> _PROBLEM TO WORK ON_
Pick out every line of the records that contains the string "sweatshirt" and copy each one in full. Matching is case-sensitive.

___ RECORDS FOR THIS EXERCISE

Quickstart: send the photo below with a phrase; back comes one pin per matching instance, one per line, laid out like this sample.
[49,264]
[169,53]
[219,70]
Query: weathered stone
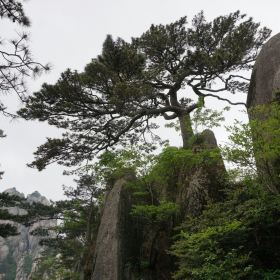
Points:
[113,240]
[265,76]
[264,89]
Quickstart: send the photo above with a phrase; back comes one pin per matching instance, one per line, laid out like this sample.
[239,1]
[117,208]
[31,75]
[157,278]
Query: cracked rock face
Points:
[20,250]
[265,79]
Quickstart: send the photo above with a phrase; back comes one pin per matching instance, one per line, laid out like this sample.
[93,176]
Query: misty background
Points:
[68,34]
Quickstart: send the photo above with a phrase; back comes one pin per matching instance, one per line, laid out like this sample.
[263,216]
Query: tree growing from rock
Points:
[119,93]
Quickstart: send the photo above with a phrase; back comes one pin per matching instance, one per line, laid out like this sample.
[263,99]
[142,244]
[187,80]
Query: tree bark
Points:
[186,129]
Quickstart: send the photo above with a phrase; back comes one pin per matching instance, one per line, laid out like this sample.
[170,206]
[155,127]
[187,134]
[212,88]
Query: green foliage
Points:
[156,213]
[51,264]
[235,239]
[8,267]
[257,144]
[115,99]
[27,264]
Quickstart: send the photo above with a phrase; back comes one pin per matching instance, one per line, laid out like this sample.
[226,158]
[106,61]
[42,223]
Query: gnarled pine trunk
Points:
[186,129]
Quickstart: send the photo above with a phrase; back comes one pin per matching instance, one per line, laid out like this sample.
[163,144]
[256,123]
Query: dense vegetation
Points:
[219,225]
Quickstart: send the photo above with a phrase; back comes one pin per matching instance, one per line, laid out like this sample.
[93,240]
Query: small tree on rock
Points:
[119,93]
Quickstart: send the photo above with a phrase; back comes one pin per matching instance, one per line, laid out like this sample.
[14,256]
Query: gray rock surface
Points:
[109,259]
[265,77]
[265,83]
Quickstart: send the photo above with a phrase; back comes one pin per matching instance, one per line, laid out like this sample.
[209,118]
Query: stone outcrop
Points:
[265,89]
[128,248]
[265,79]
[113,240]
[18,254]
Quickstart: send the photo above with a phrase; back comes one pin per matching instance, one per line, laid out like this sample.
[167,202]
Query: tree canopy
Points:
[16,62]
[114,100]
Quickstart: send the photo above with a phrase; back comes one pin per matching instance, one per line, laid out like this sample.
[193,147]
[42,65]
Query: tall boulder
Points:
[265,89]
[265,79]
[114,243]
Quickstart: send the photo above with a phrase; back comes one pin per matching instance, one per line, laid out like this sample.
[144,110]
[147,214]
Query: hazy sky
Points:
[68,34]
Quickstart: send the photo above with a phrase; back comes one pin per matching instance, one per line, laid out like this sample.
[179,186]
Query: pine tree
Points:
[114,100]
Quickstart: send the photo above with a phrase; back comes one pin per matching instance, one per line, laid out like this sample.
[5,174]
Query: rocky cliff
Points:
[128,247]
[264,91]
[18,254]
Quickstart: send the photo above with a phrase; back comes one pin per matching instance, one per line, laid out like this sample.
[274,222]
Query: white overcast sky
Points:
[68,34]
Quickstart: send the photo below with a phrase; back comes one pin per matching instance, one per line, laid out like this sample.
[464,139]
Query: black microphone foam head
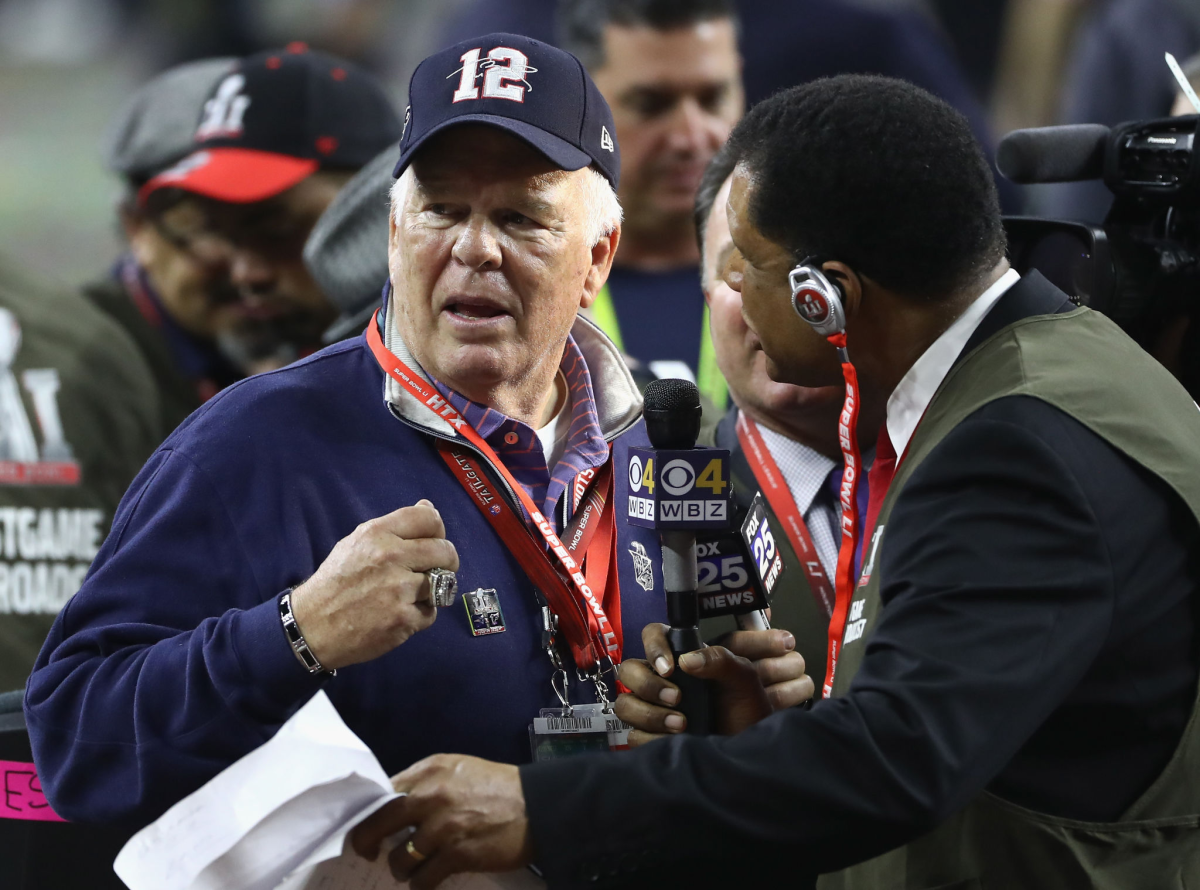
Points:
[672,413]
[1066,154]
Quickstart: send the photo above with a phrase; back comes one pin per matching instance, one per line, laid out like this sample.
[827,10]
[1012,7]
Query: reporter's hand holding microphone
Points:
[754,673]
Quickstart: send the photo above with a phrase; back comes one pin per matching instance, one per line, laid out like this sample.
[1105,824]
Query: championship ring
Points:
[443,587]
[484,611]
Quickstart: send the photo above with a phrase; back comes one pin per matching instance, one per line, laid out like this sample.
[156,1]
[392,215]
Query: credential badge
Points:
[643,570]
[484,612]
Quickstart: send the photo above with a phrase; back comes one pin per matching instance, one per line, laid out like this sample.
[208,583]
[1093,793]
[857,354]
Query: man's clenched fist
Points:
[371,594]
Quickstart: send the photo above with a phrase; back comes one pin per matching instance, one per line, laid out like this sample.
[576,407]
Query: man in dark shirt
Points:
[228,164]
[671,73]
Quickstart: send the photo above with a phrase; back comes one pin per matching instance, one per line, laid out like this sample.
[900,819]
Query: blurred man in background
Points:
[215,287]
[672,74]
[783,442]
[167,300]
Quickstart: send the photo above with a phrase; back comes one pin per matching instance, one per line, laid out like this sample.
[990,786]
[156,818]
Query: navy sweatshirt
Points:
[171,662]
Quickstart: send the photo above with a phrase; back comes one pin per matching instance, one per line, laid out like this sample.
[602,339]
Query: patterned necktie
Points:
[880,477]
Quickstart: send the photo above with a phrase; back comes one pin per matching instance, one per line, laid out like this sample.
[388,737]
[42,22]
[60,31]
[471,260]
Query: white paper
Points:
[279,818]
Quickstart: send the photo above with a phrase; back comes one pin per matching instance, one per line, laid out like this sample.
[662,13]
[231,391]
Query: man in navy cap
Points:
[300,531]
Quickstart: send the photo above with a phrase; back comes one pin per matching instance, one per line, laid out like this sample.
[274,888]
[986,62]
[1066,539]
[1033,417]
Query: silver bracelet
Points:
[299,647]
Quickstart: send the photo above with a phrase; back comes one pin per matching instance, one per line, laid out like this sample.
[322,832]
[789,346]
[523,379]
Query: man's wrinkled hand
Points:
[371,594]
[755,673]
[468,816]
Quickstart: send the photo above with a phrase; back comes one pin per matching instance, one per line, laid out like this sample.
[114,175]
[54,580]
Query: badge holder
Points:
[574,729]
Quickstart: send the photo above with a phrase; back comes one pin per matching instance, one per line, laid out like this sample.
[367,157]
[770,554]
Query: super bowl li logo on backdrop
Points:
[22,462]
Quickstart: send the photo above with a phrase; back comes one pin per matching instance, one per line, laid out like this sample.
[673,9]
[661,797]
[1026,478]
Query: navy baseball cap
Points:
[531,89]
[277,118]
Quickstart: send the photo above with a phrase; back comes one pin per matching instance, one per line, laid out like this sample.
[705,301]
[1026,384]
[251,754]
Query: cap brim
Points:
[233,175]
[558,151]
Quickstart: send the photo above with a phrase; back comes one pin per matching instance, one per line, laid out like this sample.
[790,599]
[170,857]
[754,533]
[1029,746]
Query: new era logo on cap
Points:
[533,90]
[223,113]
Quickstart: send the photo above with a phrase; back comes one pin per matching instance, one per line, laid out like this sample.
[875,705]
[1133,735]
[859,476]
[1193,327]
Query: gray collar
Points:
[618,400]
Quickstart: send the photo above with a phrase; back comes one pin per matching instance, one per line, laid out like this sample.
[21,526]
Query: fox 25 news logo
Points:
[679,489]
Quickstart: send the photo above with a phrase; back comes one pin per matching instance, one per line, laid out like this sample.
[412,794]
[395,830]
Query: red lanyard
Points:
[779,495]
[847,436]
[583,615]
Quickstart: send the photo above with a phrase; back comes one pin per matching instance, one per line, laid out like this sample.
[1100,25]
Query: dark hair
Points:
[581,23]
[718,170]
[877,174]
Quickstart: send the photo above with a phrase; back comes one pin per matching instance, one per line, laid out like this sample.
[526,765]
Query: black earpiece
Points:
[817,299]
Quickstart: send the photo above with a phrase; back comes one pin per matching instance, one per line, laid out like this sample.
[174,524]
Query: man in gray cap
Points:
[228,163]
[171,304]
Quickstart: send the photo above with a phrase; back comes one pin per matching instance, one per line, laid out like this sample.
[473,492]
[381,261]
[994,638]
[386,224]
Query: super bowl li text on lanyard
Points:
[679,489]
[819,301]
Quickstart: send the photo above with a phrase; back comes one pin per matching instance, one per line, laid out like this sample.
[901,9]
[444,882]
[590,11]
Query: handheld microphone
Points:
[678,488]
[1066,154]
[739,570]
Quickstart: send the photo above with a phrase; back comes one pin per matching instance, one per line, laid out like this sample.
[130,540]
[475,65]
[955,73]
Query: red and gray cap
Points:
[533,90]
[277,118]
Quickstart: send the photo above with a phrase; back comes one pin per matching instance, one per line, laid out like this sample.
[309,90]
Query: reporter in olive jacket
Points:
[1017,703]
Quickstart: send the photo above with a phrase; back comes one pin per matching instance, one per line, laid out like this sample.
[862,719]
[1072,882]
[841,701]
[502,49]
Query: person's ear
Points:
[131,220]
[851,287]
[603,253]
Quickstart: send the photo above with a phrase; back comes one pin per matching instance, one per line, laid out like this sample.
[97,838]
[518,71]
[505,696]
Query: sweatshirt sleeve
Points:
[168,665]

______

> _RESULT BELOW_
Query: navy sweatshirt
Query: sweatshirt sleeve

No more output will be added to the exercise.